• Assignment: The records that follow are to be copied word for word. Pictures should be omitted.

• Data to process:
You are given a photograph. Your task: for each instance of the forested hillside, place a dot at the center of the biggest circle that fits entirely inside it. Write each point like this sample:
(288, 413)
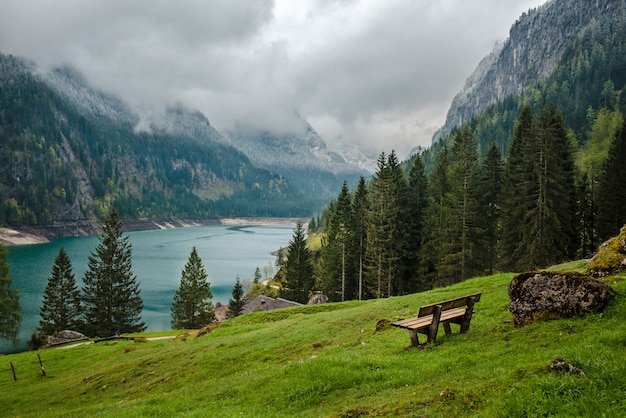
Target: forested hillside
(535, 179)
(69, 159)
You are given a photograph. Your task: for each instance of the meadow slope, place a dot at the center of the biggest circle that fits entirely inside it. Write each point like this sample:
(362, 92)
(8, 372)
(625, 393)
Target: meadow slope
(329, 360)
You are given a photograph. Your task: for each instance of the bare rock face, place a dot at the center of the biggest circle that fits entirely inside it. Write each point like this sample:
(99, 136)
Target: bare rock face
(536, 296)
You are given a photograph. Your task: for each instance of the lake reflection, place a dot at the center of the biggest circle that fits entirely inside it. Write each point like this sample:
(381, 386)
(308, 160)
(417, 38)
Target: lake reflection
(159, 257)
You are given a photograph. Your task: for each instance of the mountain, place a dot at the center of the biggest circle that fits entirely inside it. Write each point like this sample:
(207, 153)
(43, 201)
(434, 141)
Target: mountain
(537, 44)
(69, 152)
(302, 156)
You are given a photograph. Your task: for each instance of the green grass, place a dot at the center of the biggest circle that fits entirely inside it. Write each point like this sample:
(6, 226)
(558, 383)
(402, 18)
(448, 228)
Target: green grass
(329, 360)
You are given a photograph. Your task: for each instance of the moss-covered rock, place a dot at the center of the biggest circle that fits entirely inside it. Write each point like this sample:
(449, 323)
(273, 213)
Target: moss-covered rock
(611, 256)
(540, 296)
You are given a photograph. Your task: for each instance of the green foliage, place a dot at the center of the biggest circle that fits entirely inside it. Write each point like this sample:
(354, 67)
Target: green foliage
(60, 308)
(192, 307)
(10, 316)
(611, 256)
(611, 200)
(110, 295)
(538, 194)
(329, 360)
(490, 190)
(237, 302)
(298, 278)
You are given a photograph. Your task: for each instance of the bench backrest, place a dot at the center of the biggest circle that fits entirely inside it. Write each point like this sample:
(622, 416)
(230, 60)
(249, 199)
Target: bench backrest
(448, 304)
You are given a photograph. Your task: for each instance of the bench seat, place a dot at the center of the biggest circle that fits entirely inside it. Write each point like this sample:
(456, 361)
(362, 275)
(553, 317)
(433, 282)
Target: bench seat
(457, 311)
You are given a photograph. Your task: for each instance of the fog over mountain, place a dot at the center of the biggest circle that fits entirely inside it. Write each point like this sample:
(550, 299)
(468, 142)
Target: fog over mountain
(378, 75)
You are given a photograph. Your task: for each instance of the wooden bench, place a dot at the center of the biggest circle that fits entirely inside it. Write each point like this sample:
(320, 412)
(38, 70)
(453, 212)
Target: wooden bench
(456, 311)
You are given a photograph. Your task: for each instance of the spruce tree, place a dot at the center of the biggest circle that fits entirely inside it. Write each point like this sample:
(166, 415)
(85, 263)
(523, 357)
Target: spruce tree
(336, 260)
(298, 278)
(489, 194)
(414, 224)
(611, 199)
(110, 295)
(10, 316)
(60, 308)
(437, 215)
(360, 205)
(461, 226)
(539, 203)
(192, 307)
(237, 302)
(517, 195)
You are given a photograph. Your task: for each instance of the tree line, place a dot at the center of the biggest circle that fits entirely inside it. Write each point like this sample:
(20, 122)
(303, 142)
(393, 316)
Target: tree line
(404, 231)
(109, 302)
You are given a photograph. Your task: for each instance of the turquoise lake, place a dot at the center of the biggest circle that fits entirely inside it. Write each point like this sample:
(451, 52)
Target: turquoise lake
(159, 257)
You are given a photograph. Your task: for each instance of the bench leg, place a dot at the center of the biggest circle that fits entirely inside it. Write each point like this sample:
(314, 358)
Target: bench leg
(434, 327)
(467, 318)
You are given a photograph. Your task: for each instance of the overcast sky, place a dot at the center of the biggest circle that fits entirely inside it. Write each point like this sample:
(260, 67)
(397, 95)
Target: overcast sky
(379, 74)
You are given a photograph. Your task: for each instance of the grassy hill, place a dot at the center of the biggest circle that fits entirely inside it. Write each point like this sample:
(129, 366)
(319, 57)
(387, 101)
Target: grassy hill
(329, 360)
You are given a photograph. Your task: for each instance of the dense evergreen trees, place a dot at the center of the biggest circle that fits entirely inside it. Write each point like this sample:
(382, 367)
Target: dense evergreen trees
(238, 301)
(192, 307)
(111, 295)
(298, 279)
(60, 309)
(611, 198)
(473, 215)
(10, 317)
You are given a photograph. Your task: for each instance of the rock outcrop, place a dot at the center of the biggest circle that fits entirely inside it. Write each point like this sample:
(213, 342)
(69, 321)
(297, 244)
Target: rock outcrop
(611, 256)
(536, 43)
(539, 296)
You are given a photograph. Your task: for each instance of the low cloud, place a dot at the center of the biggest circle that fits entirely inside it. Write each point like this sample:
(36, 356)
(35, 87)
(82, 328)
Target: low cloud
(378, 75)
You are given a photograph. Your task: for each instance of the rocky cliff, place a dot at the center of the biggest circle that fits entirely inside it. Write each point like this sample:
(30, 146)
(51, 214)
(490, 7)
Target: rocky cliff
(536, 43)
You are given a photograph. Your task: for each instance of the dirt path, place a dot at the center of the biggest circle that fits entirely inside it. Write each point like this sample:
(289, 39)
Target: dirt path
(166, 337)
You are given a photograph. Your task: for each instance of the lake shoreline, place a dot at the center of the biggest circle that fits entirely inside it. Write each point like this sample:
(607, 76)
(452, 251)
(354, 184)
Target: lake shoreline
(41, 235)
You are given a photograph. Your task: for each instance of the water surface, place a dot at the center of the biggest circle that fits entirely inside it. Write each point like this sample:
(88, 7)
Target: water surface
(159, 257)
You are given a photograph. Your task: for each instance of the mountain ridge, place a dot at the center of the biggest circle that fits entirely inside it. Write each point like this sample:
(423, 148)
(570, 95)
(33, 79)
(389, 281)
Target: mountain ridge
(533, 49)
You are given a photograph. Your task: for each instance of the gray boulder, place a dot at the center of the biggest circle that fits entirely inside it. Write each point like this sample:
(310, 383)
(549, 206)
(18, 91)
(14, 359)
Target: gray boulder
(537, 296)
(317, 299)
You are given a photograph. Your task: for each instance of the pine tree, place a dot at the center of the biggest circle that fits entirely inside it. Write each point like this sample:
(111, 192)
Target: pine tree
(387, 234)
(192, 307)
(237, 302)
(111, 296)
(60, 309)
(490, 188)
(611, 199)
(539, 202)
(436, 226)
(336, 259)
(10, 316)
(517, 191)
(416, 220)
(462, 230)
(298, 278)
(360, 205)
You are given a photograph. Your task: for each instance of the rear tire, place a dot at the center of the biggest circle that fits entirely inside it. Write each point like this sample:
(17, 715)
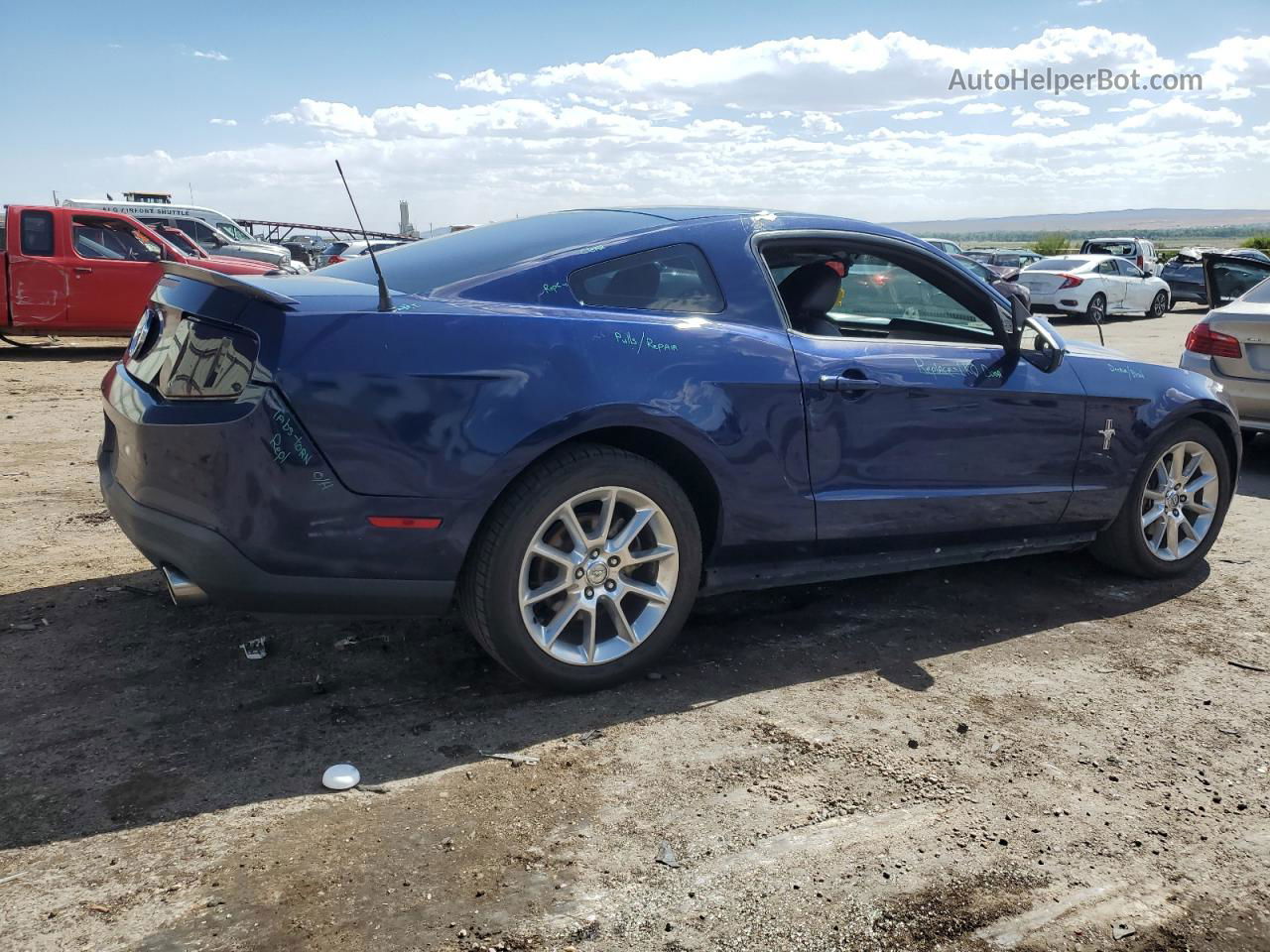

• Written response:
You are given a photograph. Your task: for each instance of the forested hillside, place a dot at the center of the biggest circle that fits entirely inside it. Write each point like this sample:
(288, 413)
Target: forested hillside
(535, 179)
(69, 159)
You are given a photograph. Your task: for each instance of the meadow slope, place a dot at the center of the biggest circle that fits entirely inside it. Write each point like this sample:
(362, 92)
(8, 372)
(625, 393)
Target: meadow slope
(329, 360)
You are given a photograph. Your task: for each instance of the bare rock face, place a dot at the center of the biggest circle that fits entirely inside it. Write each point like this sample:
(99, 136)
Target: bare rock face
(536, 296)
You are given a photograph. Your task: for each instance of the lake reflection, place a dot at the center of the biggest circle that fits entirely inside it. Write each point like this sample:
(381, 386)
(308, 160)
(417, 38)
Target: lake reflection
(159, 257)
You are given a photograph. Your task: for each instance of the mountain, place a dot at the center of the biggest circle that fits entirely inside it. Write each point like this sample:
(207, 153)
(43, 201)
(434, 141)
Target: mountain
(537, 44)
(69, 152)
(302, 156)
You are given a photograph. Your task: for each instance of the green grass, place a dot at the center of the biggest circle that fits entirely inside it. Write each point like this sample:
(6, 226)
(558, 383)
(402, 18)
(448, 228)
Target: green grass
(329, 360)
You are given a photograph. Your task: for each instance of the moss-covered rock, place a dot at the center of the biggest circle that fits entirely inside it. Write each point like this sample:
(449, 323)
(273, 213)
Target: moss-covered rock
(611, 256)
(540, 296)
You are given a photograph. Your task: for each instance of the green foliage, place a dot at the center of the biggest circle that fits entirely inside it. Write each point like this sample:
(354, 67)
Target: green foliage
(60, 308)
(192, 307)
(10, 316)
(611, 256)
(611, 200)
(110, 295)
(538, 194)
(329, 360)
(490, 190)
(237, 302)
(298, 278)
You are given a photograph. Your task: for each instance of the bench backrest, place a dot at the center of the biggest circle that fits entirely inside it. Write each point like this sample:
(622, 416)
(230, 60)
(249, 199)
Target: bench backrest
(448, 304)
You are given a photograph. Your task: for each instance of the bench seat, place a dot at the center of the biggest circle that fits entirely inside it. Write each point like this sample:
(456, 361)
(362, 275)
(553, 317)
(433, 282)
Target: bench seat
(457, 311)
You are given a photograph. Your task: for each instance of the fog over mountain, place a dot at the center of the biggest circle that fits entirely inside it. Write each point like this sample:
(550, 299)
(468, 142)
Target: fog over mountain
(378, 75)
You are given a photograph. Your task: for each instance of the wooden bench, place a dot at the center of the biggest circle that fits entirely inside it. Write each point like this sample:
(320, 412)
(38, 70)
(453, 212)
Target: wooden bench
(456, 311)
You are given a photograph. Your task: for each instance of the spruce tree, place a dot at the center of the biggest circle that fits entirely inside it. Write each point like this sample:
(166, 415)
(85, 263)
(523, 357)
Target: spruce tree
(336, 260)
(298, 278)
(489, 194)
(414, 224)
(611, 199)
(110, 295)
(10, 316)
(60, 308)
(437, 215)
(360, 205)
(461, 226)
(539, 203)
(192, 307)
(237, 302)
(517, 195)
You are given a photograph. Your task: for each instance of the tree line, place a dot at the center of the biggest circle that fits entirely inside it. Write each point like this sample:
(20, 122)
(303, 142)
(393, 316)
Target: tree line
(404, 231)
(109, 302)
You are given a photograph. Your task: for each instance of the turquoise lake, place a dot at the center of the biggest circle that fits entirely inside it. Write each point like this sample:
(451, 52)
Target: turquoise lake
(159, 257)
You are given a photograph. Your task: for each instance of the bench leg, place a dot at the center of the biggest circle that fits entirely inside it. Write each point like this sample:
(314, 358)
Target: bench leg
(434, 327)
(467, 318)
You are given a photograph. Your task: for each instance of the overcast sky, place a dot at the center of the biggest circle that fits entirely inside it. Write each point like this sample:
(260, 67)
(397, 95)
Target: overcast sky
(379, 74)
You are given a photograph. Your task: for each instance of the grassy hill, place a dot at the center of the biggest circle that fits entirely inside it. Write each point like this sample:
(129, 366)
(319, 57)
(387, 101)
Target: grassy hill
(329, 360)
You are given a photograph. Your task: for each instance of the dense evergreen trees, place a dot at the center of the biggest circle that fits entirely inside it. Write each point like this sample:
(382, 367)
Target: dense evergreen trees
(238, 301)
(192, 307)
(111, 295)
(298, 279)
(60, 309)
(611, 198)
(473, 215)
(10, 317)
You are given a photograph. Your task: for each instance of the rock outcrop, place a dot at the center of the biggest circle that fits entirely inside it. Write each point like this sample:
(213, 342)
(69, 321)
(297, 244)
Target: rock outcrop
(611, 256)
(536, 43)
(539, 296)
You are given a photograph. Your task: for each instance of the low cloud, place a dot at the center of the biggest circle that fits entirely inside it. Write each point like this sample:
(36, 356)
(35, 87)
(82, 328)
Target: low cloud
(378, 75)
You are given a photograph. Your task: for each instance of the rocky cliff, place a dot at the center of the biggest circle that fits entirely inside it. Write each point like this sample:
(30, 146)
(51, 214)
(490, 7)
Target: rocky cliff
(536, 43)
You are given a photograph. Your task: for each instance of the dirt path, place a dot at the center of the biggest circle that fits entirely inside it. Write each point like this sample:
(289, 39)
Target: dirt path
(166, 337)
You are given a photograph. Your task: for each instance of the lake shoreline, place a dot at the center of the biggest circle that fits entirely inside it. Write each point like this sample:
(607, 76)
(452, 251)
(354, 184)
Target: lake shoreline
(41, 235)
You are given a photograph. Your task: for each instance of the water surface, place a dot at the center of the biggest circle that fits entirely inside it. Write each point like this sample:
(88, 7)
Target: water surface
(159, 257)
You are given a photograph. Your task: for each instance of the mountain ridge, place a dot at the center of the biggest circle that fits entirely inside it. Write each point like this sample:
(423, 148)
(570, 95)
(33, 79)
(389, 281)
Target: mountain ridge
(533, 49)
You are given a photograph. Your task: for each instance of the gray boulder, place a dot at the center of the biggest circle that fits entirely inside it. Write each point like this sample:
(310, 383)
(549, 206)
(18, 91)
(14, 359)
Target: gray boulder
(537, 296)
(317, 299)
You are given a photograph. Your task: for each instance of the pine tree, place a dot at the center of the biggest circle that fits entirely inside it. Write each point like this sample:
(111, 192)
Target: pine tree
(387, 234)
(192, 307)
(237, 302)
(111, 296)
(60, 309)
(490, 188)
(611, 199)
(539, 202)
(436, 226)
(336, 259)
(10, 316)
(517, 191)
(416, 220)
(462, 230)
(298, 278)
(360, 205)
You are given a photograph. Your task: for each instance of the rear tire, place a dot at the center of the biggest circle that fits entirely inside it. Write each point like this sample:
(17, 715)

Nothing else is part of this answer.